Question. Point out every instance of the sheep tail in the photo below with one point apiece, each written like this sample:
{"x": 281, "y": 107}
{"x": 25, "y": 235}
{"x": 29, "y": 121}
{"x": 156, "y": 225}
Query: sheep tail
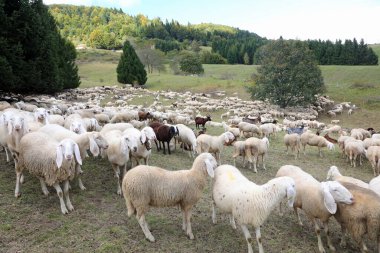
{"x": 130, "y": 207}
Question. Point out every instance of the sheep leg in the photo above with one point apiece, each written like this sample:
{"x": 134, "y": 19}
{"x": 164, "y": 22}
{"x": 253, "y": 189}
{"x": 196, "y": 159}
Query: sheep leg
{"x": 117, "y": 176}
{"x": 66, "y": 193}
{"x": 188, "y": 224}
{"x": 60, "y": 195}
{"x": 17, "y": 189}
{"x": 248, "y": 237}
{"x": 258, "y": 238}
{"x": 43, "y": 186}
{"x": 329, "y": 243}
{"x": 145, "y": 229}
{"x": 318, "y": 232}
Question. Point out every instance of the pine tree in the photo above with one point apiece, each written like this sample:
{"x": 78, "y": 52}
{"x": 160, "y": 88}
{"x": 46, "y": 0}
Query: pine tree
{"x": 130, "y": 70}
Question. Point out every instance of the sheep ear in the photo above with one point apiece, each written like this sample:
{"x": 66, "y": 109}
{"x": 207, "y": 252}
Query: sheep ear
{"x": 143, "y": 137}
{"x": 328, "y": 199}
{"x": 209, "y": 168}
{"x": 93, "y": 146}
{"x": 59, "y": 157}
{"x": 77, "y": 153}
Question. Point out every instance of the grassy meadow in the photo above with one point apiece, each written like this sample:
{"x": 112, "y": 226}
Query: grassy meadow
{"x": 99, "y": 223}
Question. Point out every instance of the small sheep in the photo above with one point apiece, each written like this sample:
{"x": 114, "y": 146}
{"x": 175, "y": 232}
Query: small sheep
{"x": 373, "y": 156}
{"x": 119, "y": 145}
{"x": 317, "y": 199}
{"x": 51, "y": 161}
{"x": 294, "y": 142}
{"x": 360, "y": 218}
{"x": 249, "y": 203}
{"x": 145, "y": 186}
{"x": 335, "y": 175}
{"x": 255, "y": 147}
{"x": 214, "y": 144}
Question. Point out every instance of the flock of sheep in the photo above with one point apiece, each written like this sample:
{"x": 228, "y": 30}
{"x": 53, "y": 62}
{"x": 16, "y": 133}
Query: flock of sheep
{"x": 51, "y": 138}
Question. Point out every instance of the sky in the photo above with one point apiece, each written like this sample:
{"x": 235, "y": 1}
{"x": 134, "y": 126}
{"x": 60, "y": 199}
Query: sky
{"x": 291, "y": 19}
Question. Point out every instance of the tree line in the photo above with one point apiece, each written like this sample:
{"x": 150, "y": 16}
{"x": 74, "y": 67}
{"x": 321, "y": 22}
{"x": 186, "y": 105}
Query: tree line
{"x": 34, "y": 58}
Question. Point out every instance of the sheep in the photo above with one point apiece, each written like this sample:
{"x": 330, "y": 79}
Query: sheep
{"x": 245, "y": 127}
{"x": 144, "y": 145}
{"x": 145, "y": 186}
{"x": 311, "y": 139}
{"x": 51, "y": 161}
{"x": 335, "y": 175}
{"x": 374, "y": 185}
{"x": 201, "y": 121}
{"x": 119, "y": 145}
{"x": 373, "y": 156}
{"x": 353, "y": 149}
{"x": 255, "y": 147}
{"x": 317, "y": 199}
{"x": 294, "y": 141}
{"x": 214, "y": 144}
{"x": 187, "y": 137}
{"x": 85, "y": 141}
{"x": 239, "y": 150}
{"x": 360, "y": 218}
{"x": 249, "y": 203}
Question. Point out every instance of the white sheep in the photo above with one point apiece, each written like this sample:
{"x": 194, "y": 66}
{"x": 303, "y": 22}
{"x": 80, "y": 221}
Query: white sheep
{"x": 249, "y": 203}
{"x": 144, "y": 144}
{"x": 373, "y": 156}
{"x": 117, "y": 153}
{"x": 294, "y": 142}
{"x": 145, "y": 186}
{"x": 335, "y": 175}
{"x": 255, "y": 147}
{"x": 51, "y": 161}
{"x": 187, "y": 137}
{"x": 214, "y": 144}
{"x": 317, "y": 199}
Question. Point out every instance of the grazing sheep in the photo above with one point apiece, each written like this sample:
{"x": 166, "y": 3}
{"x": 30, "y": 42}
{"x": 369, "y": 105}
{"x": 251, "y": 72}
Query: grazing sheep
{"x": 311, "y": 139}
{"x": 51, "y": 161}
{"x": 249, "y": 203}
{"x": 360, "y": 218}
{"x": 119, "y": 146}
{"x": 335, "y": 175}
{"x": 214, "y": 144}
{"x": 255, "y": 147}
{"x": 373, "y": 156}
{"x": 317, "y": 199}
{"x": 294, "y": 142}
{"x": 354, "y": 149}
{"x": 239, "y": 150}
{"x": 145, "y": 186}
{"x": 245, "y": 127}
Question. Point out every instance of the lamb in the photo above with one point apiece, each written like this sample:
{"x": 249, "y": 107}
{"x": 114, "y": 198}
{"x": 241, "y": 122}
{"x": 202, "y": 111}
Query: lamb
──────
WHAT YOU HAVE TO DO
Each line above should be returned exactly as written, apart from any pictures.

COMPLETED TASK
Question. Point out every instance of the sheep tail in the photo below with one point apiece, each written like this sample:
{"x": 281, "y": 107}
{"x": 25, "y": 235}
{"x": 29, "y": 121}
{"x": 156, "y": 225}
Query: sheep tail
{"x": 130, "y": 207}
Question. Point out every instance of the sheep leg in the photo above with one point apiece, each written like this sample:
{"x": 134, "y": 19}
{"x": 164, "y": 22}
{"x": 253, "y": 189}
{"x": 196, "y": 159}
Query: sheep leg
{"x": 117, "y": 176}
{"x": 66, "y": 193}
{"x": 188, "y": 224}
{"x": 60, "y": 195}
{"x": 17, "y": 189}
{"x": 248, "y": 237}
{"x": 258, "y": 238}
{"x": 43, "y": 186}
{"x": 329, "y": 243}
{"x": 145, "y": 229}
{"x": 318, "y": 232}
Question. Point out every instance of the pine tree in the photo above with one point apiece, each written like this sample:
{"x": 78, "y": 52}
{"x": 160, "y": 88}
{"x": 46, "y": 0}
Query: pine tree
{"x": 130, "y": 70}
Question. Point out every instance of the sheep ear in the photo above with one point apiece, each written like this sample:
{"x": 66, "y": 109}
{"x": 207, "y": 252}
Query: sheep ear
{"x": 143, "y": 137}
{"x": 328, "y": 199}
{"x": 209, "y": 168}
{"x": 93, "y": 146}
{"x": 59, "y": 157}
{"x": 77, "y": 153}
Question. Point out every instance of the grassy meadow in the photo above with one point apiece, each written like this sample:
{"x": 112, "y": 226}
Query: grassy meadow
{"x": 99, "y": 223}
Question. Point out every instance of the small sheep in the photo above with one point apiece, each written like this sample:
{"x": 114, "y": 146}
{"x": 175, "y": 232}
Query: small sheep
{"x": 373, "y": 156}
{"x": 119, "y": 145}
{"x": 317, "y": 199}
{"x": 51, "y": 161}
{"x": 294, "y": 142}
{"x": 360, "y": 218}
{"x": 249, "y": 203}
{"x": 145, "y": 186}
{"x": 335, "y": 175}
{"x": 255, "y": 147}
{"x": 214, "y": 144}
Question. Point out every instance of the flock of sheep in the photo above with one point apiece, each written like this sample:
{"x": 228, "y": 30}
{"x": 53, "y": 62}
{"x": 16, "y": 133}
Query: flock of sheep
{"x": 51, "y": 138}
Question. Point out every instance of the sky in the photo above with one point apiece, each written like this sample:
{"x": 235, "y": 1}
{"x": 134, "y": 126}
{"x": 60, "y": 199}
Query: sky
{"x": 291, "y": 19}
Question. Point out every instance of the tree line in the photo above with one point apiece, each written like this sample:
{"x": 150, "y": 16}
{"x": 74, "y": 67}
{"x": 321, "y": 22}
{"x": 186, "y": 105}
Query: tree line
{"x": 34, "y": 58}
Question. Point out every instance of the sheep in the photo above with one point apiece, each written like this sample:
{"x": 330, "y": 79}
Query: sheep
{"x": 245, "y": 127}
{"x": 144, "y": 145}
{"x": 145, "y": 186}
{"x": 311, "y": 139}
{"x": 51, "y": 161}
{"x": 335, "y": 175}
{"x": 374, "y": 185}
{"x": 201, "y": 121}
{"x": 119, "y": 145}
{"x": 373, "y": 156}
{"x": 353, "y": 149}
{"x": 255, "y": 147}
{"x": 317, "y": 199}
{"x": 294, "y": 141}
{"x": 214, "y": 144}
{"x": 187, "y": 137}
{"x": 85, "y": 141}
{"x": 239, "y": 150}
{"x": 360, "y": 218}
{"x": 249, "y": 203}
Question. Point out every instance of the white sheep in the photo above with one point apiece, each written like this sample:
{"x": 194, "y": 66}
{"x": 303, "y": 22}
{"x": 80, "y": 221}
Query: white sheep
{"x": 249, "y": 203}
{"x": 144, "y": 144}
{"x": 373, "y": 156}
{"x": 117, "y": 153}
{"x": 294, "y": 142}
{"x": 145, "y": 186}
{"x": 335, "y": 175}
{"x": 255, "y": 147}
{"x": 51, "y": 161}
{"x": 187, "y": 137}
{"x": 214, "y": 144}
{"x": 317, "y": 199}
Question. Point out every instance of the grazing sheep in the photo above with one point apiece, each written like this sample:
{"x": 166, "y": 3}
{"x": 30, "y": 42}
{"x": 369, "y": 105}
{"x": 251, "y": 72}
Query: grazing sheep
{"x": 311, "y": 139}
{"x": 51, "y": 161}
{"x": 249, "y": 203}
{"x": 360, "y": 218}
{"x": 119, "y": 146}
{"x": 335, "y": 175}
{"x": 214, "y": 144}
{"x": 255, "y": 147}
{"x": 373, "y": 156}
{"x": 317, "y": 199}
{"x": 294, "y": 142}
{"x": 354, "y": 149}
{"x": 239, "y": 150}
{"x": 145, "y": 186}
{"x": 245, "y": 127}
Question. Point out every instance of the lamb in the photo above with one point apiece, each written like this sample:
{"x": 249, "y": 107}
{"x": 114, "y": 198}
{"x": 241, "y": 122}
{"x": 202, "y": 111}
Query: lamb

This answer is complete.